— DOCUMENT SECTION —
····················
Let me preface this by saying that, all things considered, the third annual Vancouver Tea Festival was an educational, and fun time. With a packed schedule of tea tastings, a companion schedule for workshops that educated the average festival-goer on the tea-making process, and the differences in plants and regions, I can confidently say that I know more about tea than I ever thought I would.
For instance, a ‘flush’ is a season of tea-leaf picking. Four flushes is the maximum possible for a tea plant per year, but it’s a rare occurrence. Green tea and black tea can come from the same tea plant, but the different flavours come as a result of oxidation and the heating method used. Green teas aren’t oxidized at all, black teas are oxidized the longest, and darjeelings and oolongs are oxidized for a middling amount of time.
The vendors were all really friendly and generous in pouring out mini-teacup after mini-teacup, some of them even offering up to eight different brews. Most people had sales on: Silk Road gave out cards for free cups of tea for the month of November, and JusTea showcased a brand new purple tea from Kenya. Purple tea came about as a genetic mutation from the regular green tea plant, but has a different flavour than the original.
····················
— SOURCE MATERIAL —
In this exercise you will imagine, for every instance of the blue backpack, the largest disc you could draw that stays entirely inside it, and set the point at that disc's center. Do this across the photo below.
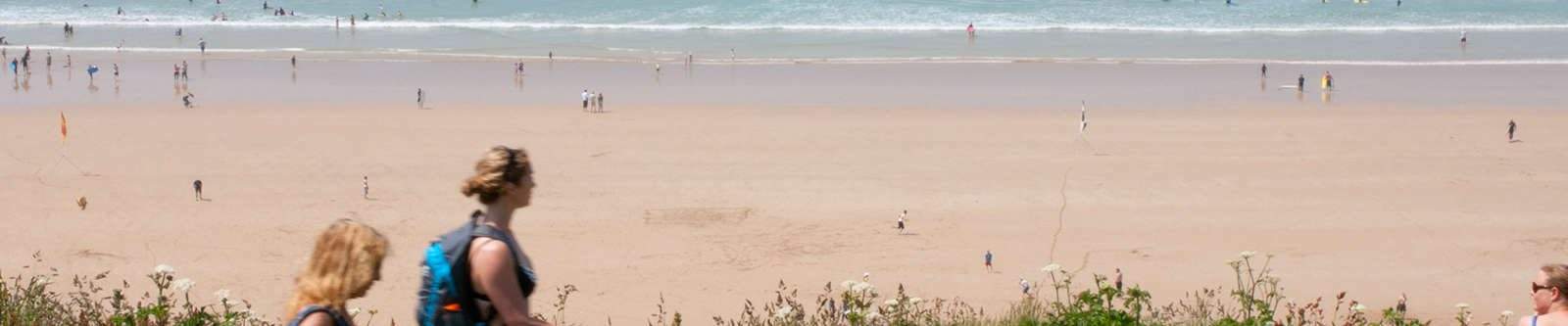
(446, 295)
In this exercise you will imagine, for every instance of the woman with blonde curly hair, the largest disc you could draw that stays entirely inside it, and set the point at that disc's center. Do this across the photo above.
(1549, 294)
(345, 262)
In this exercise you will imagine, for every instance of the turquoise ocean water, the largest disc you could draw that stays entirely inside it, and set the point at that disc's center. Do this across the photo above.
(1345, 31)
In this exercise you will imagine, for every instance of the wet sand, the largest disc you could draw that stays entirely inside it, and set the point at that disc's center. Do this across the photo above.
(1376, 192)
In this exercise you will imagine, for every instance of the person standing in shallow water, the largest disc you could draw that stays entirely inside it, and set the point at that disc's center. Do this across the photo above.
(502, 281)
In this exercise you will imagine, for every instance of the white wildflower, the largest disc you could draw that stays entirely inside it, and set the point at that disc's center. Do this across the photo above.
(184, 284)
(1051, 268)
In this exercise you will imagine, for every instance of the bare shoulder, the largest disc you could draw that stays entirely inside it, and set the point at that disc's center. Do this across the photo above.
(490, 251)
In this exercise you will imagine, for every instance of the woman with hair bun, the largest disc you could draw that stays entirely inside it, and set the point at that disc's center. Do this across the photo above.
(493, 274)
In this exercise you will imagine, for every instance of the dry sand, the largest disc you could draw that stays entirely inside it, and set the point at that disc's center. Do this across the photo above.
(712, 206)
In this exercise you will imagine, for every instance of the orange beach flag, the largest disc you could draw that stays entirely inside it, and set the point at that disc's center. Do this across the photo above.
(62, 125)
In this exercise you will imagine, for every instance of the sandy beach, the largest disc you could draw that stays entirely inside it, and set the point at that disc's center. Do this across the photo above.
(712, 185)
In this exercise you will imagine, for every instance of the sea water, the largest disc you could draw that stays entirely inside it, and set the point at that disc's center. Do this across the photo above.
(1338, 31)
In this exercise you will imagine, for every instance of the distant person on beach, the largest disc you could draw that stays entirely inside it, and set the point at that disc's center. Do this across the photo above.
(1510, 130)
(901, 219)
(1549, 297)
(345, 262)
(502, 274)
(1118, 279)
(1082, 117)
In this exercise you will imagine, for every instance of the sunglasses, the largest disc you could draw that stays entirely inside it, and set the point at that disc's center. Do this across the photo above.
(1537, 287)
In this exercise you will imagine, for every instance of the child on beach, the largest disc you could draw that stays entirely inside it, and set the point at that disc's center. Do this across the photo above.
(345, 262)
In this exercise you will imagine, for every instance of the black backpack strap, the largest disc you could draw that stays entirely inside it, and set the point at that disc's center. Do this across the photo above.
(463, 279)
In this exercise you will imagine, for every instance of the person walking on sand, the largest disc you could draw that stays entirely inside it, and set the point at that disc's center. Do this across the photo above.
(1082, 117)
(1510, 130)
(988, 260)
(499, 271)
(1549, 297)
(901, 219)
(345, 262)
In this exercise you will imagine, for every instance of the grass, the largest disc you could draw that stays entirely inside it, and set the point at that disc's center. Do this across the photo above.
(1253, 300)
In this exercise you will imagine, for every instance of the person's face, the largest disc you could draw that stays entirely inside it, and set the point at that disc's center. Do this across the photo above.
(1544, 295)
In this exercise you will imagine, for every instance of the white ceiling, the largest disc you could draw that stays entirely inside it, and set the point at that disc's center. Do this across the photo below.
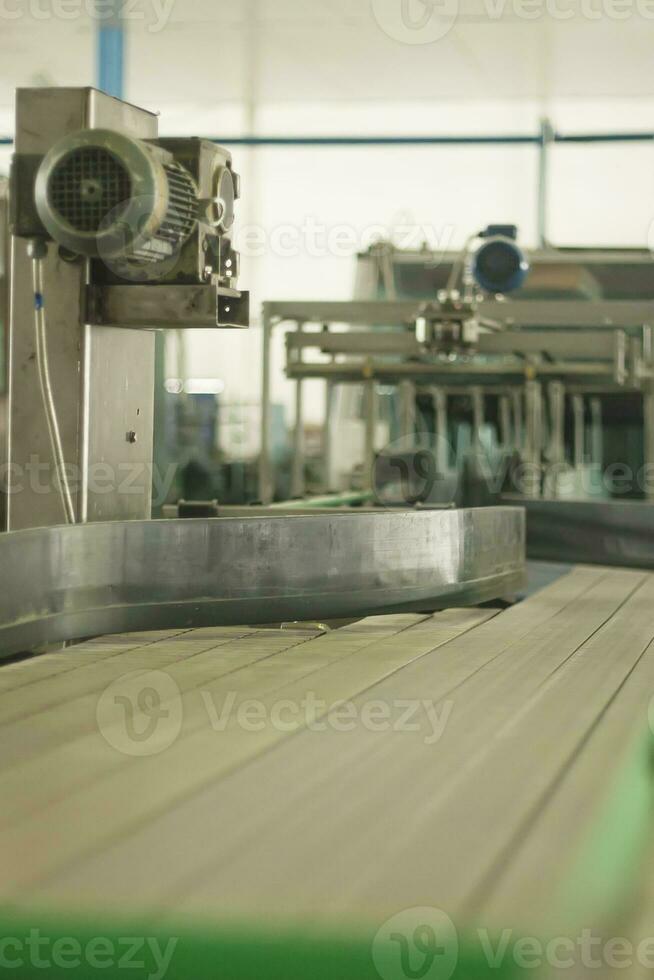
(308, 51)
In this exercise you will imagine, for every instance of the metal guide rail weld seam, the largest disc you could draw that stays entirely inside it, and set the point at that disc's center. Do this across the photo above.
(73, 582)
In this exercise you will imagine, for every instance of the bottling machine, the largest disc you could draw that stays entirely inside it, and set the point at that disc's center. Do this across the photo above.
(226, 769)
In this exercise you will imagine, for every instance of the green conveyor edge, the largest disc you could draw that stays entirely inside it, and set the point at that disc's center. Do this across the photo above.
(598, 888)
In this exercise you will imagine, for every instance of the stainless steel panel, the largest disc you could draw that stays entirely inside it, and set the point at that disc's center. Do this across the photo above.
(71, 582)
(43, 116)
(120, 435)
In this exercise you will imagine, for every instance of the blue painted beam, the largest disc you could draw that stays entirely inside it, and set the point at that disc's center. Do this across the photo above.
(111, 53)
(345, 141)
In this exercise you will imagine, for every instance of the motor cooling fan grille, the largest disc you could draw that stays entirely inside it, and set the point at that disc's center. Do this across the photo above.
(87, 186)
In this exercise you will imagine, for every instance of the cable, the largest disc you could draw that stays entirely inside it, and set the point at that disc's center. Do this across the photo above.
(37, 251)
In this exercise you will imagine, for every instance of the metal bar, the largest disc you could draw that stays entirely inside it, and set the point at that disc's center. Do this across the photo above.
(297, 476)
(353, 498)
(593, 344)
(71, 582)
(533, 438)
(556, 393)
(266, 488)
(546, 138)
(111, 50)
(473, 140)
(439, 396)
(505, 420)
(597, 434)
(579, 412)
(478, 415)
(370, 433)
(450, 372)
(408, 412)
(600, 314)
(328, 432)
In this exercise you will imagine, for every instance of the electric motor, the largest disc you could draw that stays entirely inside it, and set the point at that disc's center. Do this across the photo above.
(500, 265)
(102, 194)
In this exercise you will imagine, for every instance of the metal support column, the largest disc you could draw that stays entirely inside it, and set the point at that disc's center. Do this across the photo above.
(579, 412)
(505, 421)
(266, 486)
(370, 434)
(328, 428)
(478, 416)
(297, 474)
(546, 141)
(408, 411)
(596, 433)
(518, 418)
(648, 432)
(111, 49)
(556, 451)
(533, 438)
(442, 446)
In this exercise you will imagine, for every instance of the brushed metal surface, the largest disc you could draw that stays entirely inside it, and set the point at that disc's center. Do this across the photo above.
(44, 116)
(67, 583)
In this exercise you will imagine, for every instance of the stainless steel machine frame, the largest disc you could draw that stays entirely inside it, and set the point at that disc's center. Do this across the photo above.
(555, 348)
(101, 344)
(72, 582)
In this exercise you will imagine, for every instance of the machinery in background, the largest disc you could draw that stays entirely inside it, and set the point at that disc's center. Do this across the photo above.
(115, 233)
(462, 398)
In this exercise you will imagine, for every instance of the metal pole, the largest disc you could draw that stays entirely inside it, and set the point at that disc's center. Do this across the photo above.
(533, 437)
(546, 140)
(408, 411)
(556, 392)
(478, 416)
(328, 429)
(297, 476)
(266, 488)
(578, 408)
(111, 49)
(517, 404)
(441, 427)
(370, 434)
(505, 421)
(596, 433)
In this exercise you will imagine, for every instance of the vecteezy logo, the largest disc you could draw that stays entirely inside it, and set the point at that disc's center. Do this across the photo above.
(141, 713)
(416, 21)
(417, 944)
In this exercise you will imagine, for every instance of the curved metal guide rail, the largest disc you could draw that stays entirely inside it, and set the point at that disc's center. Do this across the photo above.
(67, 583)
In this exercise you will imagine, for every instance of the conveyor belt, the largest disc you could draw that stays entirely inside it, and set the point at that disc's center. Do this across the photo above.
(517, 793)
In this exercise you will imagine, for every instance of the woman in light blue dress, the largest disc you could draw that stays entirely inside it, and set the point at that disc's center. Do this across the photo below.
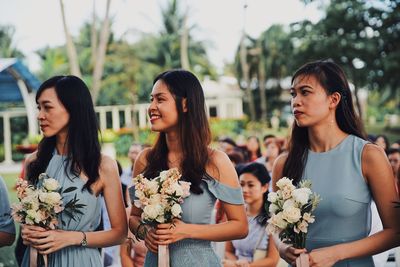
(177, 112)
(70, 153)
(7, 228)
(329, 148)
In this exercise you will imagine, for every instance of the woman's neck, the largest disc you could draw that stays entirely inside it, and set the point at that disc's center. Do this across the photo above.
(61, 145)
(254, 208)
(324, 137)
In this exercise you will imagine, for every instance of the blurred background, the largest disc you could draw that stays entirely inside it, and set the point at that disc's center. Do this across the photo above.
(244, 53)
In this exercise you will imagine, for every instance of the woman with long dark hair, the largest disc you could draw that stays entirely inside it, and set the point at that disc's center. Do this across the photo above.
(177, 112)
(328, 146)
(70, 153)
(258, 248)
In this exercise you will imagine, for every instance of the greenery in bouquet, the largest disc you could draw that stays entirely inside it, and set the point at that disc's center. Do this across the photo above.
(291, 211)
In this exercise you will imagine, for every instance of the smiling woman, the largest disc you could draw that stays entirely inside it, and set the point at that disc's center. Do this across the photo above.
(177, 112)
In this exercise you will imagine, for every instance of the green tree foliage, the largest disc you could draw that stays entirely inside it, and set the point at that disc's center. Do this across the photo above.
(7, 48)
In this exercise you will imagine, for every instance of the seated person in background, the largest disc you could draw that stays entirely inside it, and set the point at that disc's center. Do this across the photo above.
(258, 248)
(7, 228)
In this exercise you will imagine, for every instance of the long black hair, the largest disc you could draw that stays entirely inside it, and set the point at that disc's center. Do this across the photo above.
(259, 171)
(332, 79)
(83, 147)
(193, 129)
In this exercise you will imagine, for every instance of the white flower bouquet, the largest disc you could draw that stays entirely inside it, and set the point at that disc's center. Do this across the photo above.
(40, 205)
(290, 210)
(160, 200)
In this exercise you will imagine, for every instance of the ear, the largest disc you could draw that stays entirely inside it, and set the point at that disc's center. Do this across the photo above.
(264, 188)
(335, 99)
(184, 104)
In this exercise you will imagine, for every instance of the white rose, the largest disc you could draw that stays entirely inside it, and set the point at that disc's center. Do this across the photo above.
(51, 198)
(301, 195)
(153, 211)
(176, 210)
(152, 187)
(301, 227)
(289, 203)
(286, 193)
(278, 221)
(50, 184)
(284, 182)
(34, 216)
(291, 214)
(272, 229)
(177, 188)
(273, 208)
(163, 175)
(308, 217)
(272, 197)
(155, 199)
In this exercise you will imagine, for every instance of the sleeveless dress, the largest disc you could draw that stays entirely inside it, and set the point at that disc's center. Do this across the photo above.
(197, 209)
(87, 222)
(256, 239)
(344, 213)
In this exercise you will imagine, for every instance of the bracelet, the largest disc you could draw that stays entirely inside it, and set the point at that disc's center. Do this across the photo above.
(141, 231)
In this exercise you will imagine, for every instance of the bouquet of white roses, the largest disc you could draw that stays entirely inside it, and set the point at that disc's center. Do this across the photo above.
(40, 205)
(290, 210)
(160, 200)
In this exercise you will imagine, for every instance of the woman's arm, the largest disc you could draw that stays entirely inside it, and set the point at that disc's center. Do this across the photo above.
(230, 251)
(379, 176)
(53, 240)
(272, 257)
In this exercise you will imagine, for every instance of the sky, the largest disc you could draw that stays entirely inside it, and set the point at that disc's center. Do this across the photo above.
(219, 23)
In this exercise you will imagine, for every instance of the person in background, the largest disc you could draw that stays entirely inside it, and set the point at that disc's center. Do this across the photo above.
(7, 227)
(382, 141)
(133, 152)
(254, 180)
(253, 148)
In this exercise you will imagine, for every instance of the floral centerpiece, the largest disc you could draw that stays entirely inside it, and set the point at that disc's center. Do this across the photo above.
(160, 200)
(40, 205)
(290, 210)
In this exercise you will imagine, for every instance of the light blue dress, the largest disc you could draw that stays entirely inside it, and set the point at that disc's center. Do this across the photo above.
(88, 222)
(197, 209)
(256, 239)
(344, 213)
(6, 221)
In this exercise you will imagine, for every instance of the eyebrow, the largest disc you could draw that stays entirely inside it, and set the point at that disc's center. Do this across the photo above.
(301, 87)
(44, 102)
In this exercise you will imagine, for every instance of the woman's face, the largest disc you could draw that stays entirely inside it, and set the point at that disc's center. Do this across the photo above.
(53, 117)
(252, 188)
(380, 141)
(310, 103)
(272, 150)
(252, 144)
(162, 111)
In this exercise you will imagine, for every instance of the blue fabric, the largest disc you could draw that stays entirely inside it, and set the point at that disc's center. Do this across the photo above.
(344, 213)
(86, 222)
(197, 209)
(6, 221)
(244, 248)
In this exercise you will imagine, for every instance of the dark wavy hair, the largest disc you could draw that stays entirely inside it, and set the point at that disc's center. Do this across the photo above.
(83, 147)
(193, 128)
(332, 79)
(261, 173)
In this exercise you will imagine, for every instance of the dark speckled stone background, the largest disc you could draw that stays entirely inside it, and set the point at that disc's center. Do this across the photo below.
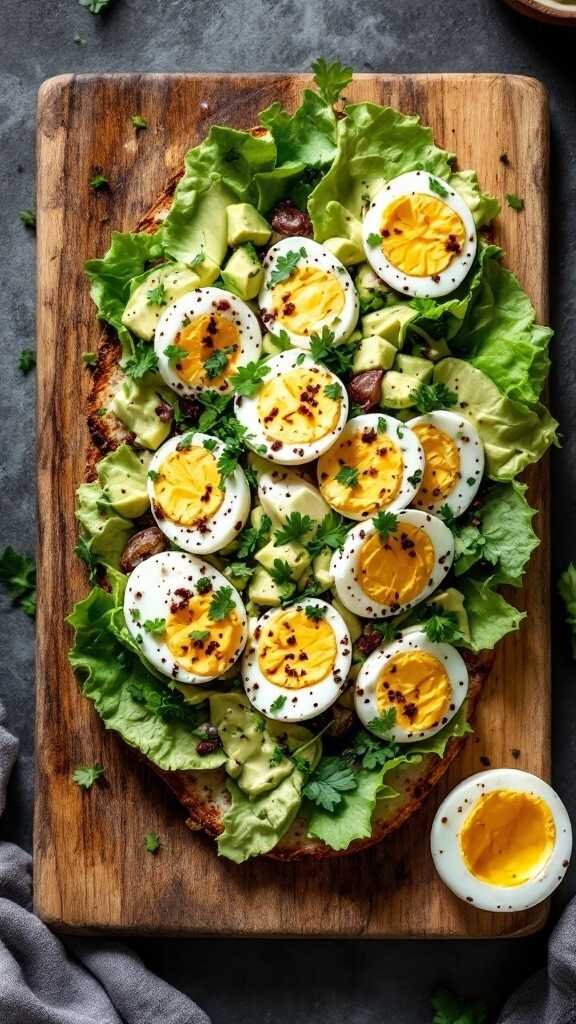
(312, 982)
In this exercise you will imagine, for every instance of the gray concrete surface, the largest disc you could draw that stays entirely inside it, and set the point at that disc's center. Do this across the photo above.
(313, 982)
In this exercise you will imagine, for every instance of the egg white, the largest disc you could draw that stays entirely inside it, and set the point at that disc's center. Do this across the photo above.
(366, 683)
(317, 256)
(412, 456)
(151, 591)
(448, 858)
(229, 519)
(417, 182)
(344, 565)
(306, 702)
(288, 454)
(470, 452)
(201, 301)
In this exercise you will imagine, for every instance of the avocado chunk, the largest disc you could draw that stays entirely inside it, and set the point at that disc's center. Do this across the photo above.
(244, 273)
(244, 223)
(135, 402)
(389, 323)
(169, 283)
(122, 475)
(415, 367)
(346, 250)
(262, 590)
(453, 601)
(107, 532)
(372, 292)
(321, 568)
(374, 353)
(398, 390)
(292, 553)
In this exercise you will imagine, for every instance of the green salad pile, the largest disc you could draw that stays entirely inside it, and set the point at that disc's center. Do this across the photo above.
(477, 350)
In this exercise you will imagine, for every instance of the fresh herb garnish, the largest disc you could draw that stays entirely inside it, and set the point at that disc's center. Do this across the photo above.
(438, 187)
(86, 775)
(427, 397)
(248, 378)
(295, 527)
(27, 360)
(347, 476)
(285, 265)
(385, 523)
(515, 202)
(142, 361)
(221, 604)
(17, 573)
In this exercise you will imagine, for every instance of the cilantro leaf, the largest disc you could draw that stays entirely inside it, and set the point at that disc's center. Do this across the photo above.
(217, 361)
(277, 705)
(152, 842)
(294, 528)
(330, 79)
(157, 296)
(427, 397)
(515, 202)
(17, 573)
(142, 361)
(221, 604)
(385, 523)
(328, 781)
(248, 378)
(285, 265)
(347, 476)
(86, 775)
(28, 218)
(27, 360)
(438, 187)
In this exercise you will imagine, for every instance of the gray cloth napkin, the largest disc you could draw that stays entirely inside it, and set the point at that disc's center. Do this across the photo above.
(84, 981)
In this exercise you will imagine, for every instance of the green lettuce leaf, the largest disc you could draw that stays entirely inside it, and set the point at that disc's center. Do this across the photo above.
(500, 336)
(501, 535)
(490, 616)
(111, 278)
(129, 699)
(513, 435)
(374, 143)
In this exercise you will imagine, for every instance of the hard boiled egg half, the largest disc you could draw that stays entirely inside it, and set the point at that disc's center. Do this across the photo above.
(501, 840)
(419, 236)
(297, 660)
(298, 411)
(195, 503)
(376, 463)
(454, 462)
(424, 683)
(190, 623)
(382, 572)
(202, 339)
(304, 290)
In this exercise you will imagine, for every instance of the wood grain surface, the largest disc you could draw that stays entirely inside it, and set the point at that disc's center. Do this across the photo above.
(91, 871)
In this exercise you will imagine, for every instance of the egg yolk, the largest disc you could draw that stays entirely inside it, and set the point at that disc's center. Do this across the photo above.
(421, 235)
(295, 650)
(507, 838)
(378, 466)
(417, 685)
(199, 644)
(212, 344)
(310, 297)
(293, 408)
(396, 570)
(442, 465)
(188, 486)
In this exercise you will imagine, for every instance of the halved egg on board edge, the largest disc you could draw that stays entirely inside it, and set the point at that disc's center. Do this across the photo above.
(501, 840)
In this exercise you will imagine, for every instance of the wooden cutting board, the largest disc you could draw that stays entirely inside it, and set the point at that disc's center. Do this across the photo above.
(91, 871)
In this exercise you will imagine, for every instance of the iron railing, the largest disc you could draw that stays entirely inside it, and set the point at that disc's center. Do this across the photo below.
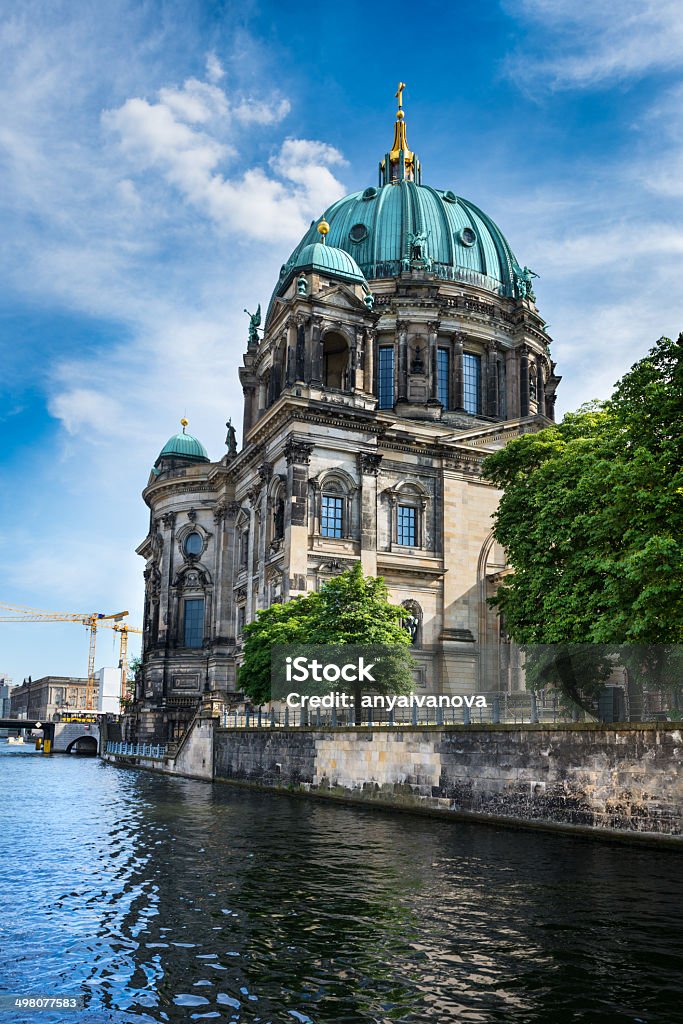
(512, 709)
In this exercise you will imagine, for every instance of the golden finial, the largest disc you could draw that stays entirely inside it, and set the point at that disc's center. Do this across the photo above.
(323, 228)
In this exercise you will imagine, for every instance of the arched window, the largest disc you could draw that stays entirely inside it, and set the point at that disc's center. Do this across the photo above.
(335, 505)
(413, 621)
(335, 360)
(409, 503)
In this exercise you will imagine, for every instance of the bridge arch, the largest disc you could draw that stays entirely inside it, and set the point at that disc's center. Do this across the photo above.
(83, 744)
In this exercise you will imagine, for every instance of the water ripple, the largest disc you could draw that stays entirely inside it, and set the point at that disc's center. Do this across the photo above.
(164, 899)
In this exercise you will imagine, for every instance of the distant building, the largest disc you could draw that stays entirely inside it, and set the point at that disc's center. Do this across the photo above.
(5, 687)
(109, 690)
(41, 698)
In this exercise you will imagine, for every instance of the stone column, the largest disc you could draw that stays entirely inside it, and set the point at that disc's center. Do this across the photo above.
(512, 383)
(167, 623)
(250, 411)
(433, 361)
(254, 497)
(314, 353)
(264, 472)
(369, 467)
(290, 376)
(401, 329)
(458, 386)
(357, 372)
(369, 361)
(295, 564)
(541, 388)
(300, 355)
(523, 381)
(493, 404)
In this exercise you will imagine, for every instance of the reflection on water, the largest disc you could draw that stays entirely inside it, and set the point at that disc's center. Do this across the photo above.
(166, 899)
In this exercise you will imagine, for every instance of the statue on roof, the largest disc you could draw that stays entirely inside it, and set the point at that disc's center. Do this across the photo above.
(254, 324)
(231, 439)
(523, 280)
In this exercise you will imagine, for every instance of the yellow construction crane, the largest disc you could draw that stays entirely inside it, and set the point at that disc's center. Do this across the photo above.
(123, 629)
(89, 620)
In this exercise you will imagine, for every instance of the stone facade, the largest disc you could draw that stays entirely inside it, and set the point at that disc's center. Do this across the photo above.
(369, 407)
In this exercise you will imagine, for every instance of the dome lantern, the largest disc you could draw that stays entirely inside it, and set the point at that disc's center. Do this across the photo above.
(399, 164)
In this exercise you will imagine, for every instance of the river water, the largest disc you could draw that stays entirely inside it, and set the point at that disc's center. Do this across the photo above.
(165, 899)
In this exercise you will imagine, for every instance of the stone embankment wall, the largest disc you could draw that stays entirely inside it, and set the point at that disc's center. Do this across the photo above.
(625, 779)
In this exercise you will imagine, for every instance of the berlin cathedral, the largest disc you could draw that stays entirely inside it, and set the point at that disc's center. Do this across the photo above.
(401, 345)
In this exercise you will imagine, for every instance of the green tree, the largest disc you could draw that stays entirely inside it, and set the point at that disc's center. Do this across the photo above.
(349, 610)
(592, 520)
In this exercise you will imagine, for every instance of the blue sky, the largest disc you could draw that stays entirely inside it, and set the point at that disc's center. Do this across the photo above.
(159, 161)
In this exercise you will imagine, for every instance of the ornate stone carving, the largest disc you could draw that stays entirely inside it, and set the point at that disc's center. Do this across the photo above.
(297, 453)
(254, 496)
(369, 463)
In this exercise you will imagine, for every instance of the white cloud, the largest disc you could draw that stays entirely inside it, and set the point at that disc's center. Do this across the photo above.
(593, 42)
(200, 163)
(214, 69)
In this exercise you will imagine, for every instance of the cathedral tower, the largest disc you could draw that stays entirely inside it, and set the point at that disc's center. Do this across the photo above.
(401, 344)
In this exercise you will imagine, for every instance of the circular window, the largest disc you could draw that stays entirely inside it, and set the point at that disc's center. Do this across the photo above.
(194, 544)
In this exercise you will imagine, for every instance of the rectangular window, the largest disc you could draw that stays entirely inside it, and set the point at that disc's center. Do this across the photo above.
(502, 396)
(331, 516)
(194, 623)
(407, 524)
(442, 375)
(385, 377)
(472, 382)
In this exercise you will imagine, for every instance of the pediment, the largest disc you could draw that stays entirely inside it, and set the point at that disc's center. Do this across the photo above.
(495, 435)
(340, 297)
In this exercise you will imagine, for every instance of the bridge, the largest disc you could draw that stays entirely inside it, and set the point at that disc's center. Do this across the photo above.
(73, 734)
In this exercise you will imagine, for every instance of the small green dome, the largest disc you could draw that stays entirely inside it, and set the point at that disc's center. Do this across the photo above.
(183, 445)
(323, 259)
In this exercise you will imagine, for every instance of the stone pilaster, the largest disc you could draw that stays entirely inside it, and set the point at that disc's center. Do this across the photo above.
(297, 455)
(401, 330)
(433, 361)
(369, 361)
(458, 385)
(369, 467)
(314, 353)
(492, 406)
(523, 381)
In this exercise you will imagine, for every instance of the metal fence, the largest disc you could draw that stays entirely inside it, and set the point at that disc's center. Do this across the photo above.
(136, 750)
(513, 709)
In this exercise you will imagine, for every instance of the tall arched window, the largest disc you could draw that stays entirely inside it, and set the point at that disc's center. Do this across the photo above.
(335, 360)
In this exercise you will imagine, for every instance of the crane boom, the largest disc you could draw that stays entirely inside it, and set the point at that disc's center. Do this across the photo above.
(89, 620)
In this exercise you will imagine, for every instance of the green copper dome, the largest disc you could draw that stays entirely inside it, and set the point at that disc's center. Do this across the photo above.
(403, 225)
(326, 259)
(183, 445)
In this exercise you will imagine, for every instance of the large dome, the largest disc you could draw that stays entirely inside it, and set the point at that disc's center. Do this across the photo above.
····················
— EXERCISE INSTRUCTIONS —
1 - According to the Vancouver Tea Festival review, what is the maximum number of flushes a tea plant can have in a year?
2 - Please carry the Vancouver Tea Festival review forward from its final sentence.

— ANSWERS TO THIS EXERCISE —
1 - Four.

2 -
There was only one thing about the festival that deserves to be on the list of things to improve for next year: communication. It’s always difficult to keep track of which people know which facts, and which volunteers have been trained, so it’s an understandable shortcoming. Things like this can be minimized, and though it wasn’t as smooth as I’m sure the organizers would have wanted, I’ve seen worse.
So, despite overbooking the tea leaf reader, and an entry line-up that went from the entrance of the Dr. Sun Yat-Sen Classical Chinese Garden almost all the way to Carrall Street, the tea festival was a success. Plenty of happy tea tasters, drinkers, and purveyors roamed around, engaging in conversation, and bonding over steaming cups of leaf water.